[Dataset entries]
——————

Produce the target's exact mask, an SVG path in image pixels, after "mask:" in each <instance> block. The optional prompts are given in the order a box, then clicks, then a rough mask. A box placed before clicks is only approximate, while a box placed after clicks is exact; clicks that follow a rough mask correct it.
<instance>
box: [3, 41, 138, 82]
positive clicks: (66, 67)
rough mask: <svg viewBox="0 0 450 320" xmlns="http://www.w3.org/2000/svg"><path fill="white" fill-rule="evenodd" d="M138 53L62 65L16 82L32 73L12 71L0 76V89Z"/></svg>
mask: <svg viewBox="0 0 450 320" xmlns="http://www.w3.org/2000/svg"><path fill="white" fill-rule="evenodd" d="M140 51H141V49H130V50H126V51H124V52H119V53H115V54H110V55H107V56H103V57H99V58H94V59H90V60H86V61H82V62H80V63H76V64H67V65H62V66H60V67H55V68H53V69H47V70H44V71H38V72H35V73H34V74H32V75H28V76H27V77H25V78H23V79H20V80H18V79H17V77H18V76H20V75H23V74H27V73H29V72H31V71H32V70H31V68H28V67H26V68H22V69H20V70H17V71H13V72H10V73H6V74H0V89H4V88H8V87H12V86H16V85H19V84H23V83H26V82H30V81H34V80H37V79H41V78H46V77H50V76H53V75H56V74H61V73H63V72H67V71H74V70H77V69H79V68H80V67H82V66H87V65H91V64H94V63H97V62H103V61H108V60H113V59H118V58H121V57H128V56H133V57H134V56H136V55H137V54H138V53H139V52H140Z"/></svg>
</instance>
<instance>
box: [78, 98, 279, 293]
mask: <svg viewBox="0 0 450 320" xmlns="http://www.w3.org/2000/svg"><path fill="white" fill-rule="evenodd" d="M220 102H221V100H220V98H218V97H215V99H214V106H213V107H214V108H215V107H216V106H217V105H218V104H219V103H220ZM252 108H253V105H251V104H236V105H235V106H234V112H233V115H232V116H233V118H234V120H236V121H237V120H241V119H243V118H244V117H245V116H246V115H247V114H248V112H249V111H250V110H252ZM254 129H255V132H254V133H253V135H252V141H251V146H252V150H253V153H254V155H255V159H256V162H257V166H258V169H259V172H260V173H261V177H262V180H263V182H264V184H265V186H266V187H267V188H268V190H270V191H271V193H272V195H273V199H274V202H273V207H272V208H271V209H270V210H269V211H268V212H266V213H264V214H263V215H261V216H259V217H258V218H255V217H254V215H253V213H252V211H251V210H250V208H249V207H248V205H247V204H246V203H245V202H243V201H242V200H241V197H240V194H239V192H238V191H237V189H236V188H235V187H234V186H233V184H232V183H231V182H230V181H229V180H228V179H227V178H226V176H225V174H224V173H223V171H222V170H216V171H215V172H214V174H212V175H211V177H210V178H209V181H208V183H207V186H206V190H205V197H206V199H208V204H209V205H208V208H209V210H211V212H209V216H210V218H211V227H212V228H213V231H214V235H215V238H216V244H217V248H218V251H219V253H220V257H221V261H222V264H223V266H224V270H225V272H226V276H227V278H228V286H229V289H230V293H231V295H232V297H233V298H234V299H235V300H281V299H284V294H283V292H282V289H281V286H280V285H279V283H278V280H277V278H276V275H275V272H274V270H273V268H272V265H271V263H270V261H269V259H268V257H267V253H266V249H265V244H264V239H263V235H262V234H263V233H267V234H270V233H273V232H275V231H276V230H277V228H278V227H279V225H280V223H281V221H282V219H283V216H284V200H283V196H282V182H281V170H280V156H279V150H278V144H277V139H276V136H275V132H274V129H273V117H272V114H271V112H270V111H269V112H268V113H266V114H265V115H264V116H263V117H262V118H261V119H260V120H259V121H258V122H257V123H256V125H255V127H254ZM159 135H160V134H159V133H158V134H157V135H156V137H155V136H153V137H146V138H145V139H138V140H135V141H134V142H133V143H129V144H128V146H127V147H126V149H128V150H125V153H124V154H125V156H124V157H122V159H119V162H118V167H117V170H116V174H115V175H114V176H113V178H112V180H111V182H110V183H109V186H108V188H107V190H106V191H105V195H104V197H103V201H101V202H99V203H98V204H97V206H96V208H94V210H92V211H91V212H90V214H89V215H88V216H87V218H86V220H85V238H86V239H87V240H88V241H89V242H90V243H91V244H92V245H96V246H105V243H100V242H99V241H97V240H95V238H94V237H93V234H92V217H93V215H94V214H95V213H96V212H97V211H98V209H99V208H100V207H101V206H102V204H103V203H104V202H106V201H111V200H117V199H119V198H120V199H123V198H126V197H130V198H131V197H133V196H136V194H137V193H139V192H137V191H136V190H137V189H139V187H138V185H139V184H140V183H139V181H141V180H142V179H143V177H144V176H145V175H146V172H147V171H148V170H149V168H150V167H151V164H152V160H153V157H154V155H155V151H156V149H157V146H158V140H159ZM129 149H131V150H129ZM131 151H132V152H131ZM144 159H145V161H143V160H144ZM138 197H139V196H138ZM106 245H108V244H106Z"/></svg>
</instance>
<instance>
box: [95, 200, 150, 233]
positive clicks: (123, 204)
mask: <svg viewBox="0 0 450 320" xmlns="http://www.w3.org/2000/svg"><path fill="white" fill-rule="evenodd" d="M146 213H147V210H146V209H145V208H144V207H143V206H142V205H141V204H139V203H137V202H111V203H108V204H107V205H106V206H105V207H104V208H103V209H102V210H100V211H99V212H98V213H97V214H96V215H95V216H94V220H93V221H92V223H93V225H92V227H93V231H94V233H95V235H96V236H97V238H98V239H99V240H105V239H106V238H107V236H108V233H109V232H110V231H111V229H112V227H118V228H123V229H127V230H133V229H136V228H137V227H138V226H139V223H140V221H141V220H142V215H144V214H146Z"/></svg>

——————

JOB ITEM:
Duplicate the entries above line for line, with no changes of any kind.

EXPECTED OUTPUT:
Produce the target's exact mask, an SVG path in image pixels, after "mask:" in each <instance> block. The optional prompts are given in the order a box, then clicks, then a rough mask. A box placed before clicks is only approximate, while a box placed after clicks is exact; clicks that follow a rough mask correct it.
<instance>
box: [3, 41, 138, 82]
positive clicks: (66, 67)
rough mask: <svg viewBox="0 0 450 320" xmlns="http://www.w3.org/2000/svg"><path fill="white" fill-rule="evenodd" d="M138 53L62 65L16 82L32 73L12 71L0 76V89Z"/></svg>
mask: <svg viewBox="0 0 450 320" xmlns="http://www.w3.org/2000/svg"><path fill="white" fill-rule="evenodd" d="M140 51H141V49H130V50H126V51H124V52H119V53H115V54H110V55H107V56H103V57H99V58H94V59H90V60H86V61H82V62H80V63H76V64H67V65H62V66H60V67H55V68H53V69H47V70H44V71H38V72H35V73H34V74H32V75H28V76H27V77H25V78H23V79H20V80H18V79H17V77H18V76H20V75H23V74H27V73H29V72H31V71H32V70H31V68H28V67H26V68H22V69H20V70H17V71H13V72H10V73H6V74H0V89H4V88H8V87H12V86H16V85H19V84H23V83H26V82H30V81H34V80H37V79H41V78H46V77H50V76H53V75H56V74H61V73H63V72H67V71H74V70H77V69H79V68H80V67H82V66H87V65H91V64H94V63H97V62H103V61H108V60H113V59H118V58H121V57H128V56H133V57H134V56H136V55H137V54H138V53H139V52H140Z"/></svg>
</instance>
<instance>
box: [78, 98, 279, 293]
mask: <svg viewBox="0 0 450 320" xmlns="http://www.w3.org/2000/svg"><path fill="white" fill-rule="evenodd" d="M220 102H221V100H220V98H218V97H215V99H214V106H213V107H214V108H215V107H216V106H217V105H218V104H219V103H220ZM252 108H253V105H251V104H236V105H235V106H234V112H233V115H232V116H233V118H234V120H236V121H237V120H241V119H243V118H244V117H245V116H246V115H247V114H248V112H249V111H250V110H252ZM254 129H255V132H254V133H253V135H252V141H251V146H252V150H253V153H254V155H255V159H256V162H257V166H258V169H259V172H260V173H261V177H262V180H263V182H264V184H265V186H266V187H267V188H268V190H270V191H271V193H272V195H273V199H274V202H273V207H272V208H271V209H270V210H269V211H268V212H266V213H264V214H263V215H261V216H259V217H258V218H255V217H254V215H253V213H252V211H251V210H250V208H249V207H248V205H247V204H246V203H245V202H243V201H242V200H241V197H240V194H239V192H238V191H237V189H236V188H235V187H234V186H233V184H232V183H231V182H230V181H229V180H228V179H227V178H226V176H225V174H224V173H223V171H222V170H216V171H215V172H214V174H212V175H211V177H210V178H209V181H208V183H207V186H206V190H205V197H206V199H208V204H209V205H208V208H209V210H211V212H209V216H210V218H211V227H212V228H213V231H214V235H215V238H216V244H217V248H218V251H219V253H220V257H221V261H222V264H223V266H224V270H225V272H226V276H227V278H228V286H229V289H230V293H231V295H232V297H233V298H234V299H235V300H281V299H284V294H283V292H282V289H281V286H280V285H279V283H278V280H277V278H276V275H275V272H274V270H273V268H272V265H271V263H270V261H269V259H268V257H267V253H266V249H265V244H264V239H263V235H262V234H263V233H267V234H270V233H273V232H275V231H276V230H277V228H278V227H279V225H280V223H281V221H282V219H283V216H284V200H283V196H282V182H281V170H280V156H279V150H278V144H277V139H276V136H275V132H274V129H273V117H272V114H271V112H270V111H269V112H268V113H266V114H265V115H264V116H263V117H262V118H261V119H260V120H259V121H258V122H257V123H256V125H255V127H254ZM159 135H160V134H159V133H158V134H157V135H156V137H155V136H153V137H146V138H145V139H138V140H135V141H134V142H133V143H129V144H128V146H127V147H126V149H128V150H125V153H124V154H125V156H124V157H122V159H119V162H118V167H117V170H116V174H115V175H114V176H113V178H112V180H111V182H110V183H109V186H108V188H107V190H106V191H105V195H104V197H103V201H101V202H99V203H98V204H97V206H96V208H94V210H92V211H91V212H90V214H89V215H88V216H87V218H86V220H85V238H86V239H87V240H88V241H89V242H90V243H91V244H92V245H96V246H105V243H100V242H99V241H97V240H95V238H94V237H93V234H92V217H93V215H94V214H95V213H96V212H97V211H98V209H99V208H100V207H101V206H102V204H103V203H104V202H106V201H111V200H117V199H119V198H120V199H123V198H126V197H130V198H131V197H133V196H136V194H137V193H139V192H137V191H136V190H137V189H139V187H138V185H139V184H140V183H139V181H141V180H142V179H143V177H144V176H145V175H146V172H147V171H148V170H149V168H150V167H151V164H152V160H153V157H154V155H155V151H156V149H157V146H158V140H159ZM129 149H131V150H129ZM131 151H132V152H131ZM144 159H145V161H143V160H144ZM138 197H139V196H138ZM106 245H108V244H106Z"/></svg>
</instance>
<instance>
box: [95, 200, 150, 233]
positive clicks: (123, 204)
mask: <svg viewBox="0 0 450 320" xmlns="http://www.w3.org/2000/svg"><path fill="white" fill-rule="evenodd" d="M146 213H147V210H146V209H145V208H144V207H143V206H142V205H141V204H139V203H137V202H111V203H108V204H107V205H106V206H105V207H104V208H103V209H102V210H100V211H99V212H98V213H97V214H96V215H95V216H94V220H93V221H92V223H93V225H92V227H93V231H94V233H95V235H96V236H97V238H98V239H99V240H105V239H106V238H107V236H108V233H109V232H110V231H111V229H112V227H118V228H123V229H127V230H133V229H136V228H137V227H138V226H139V223H140V221H141V220H142V215H144V214H146Z"/></svg>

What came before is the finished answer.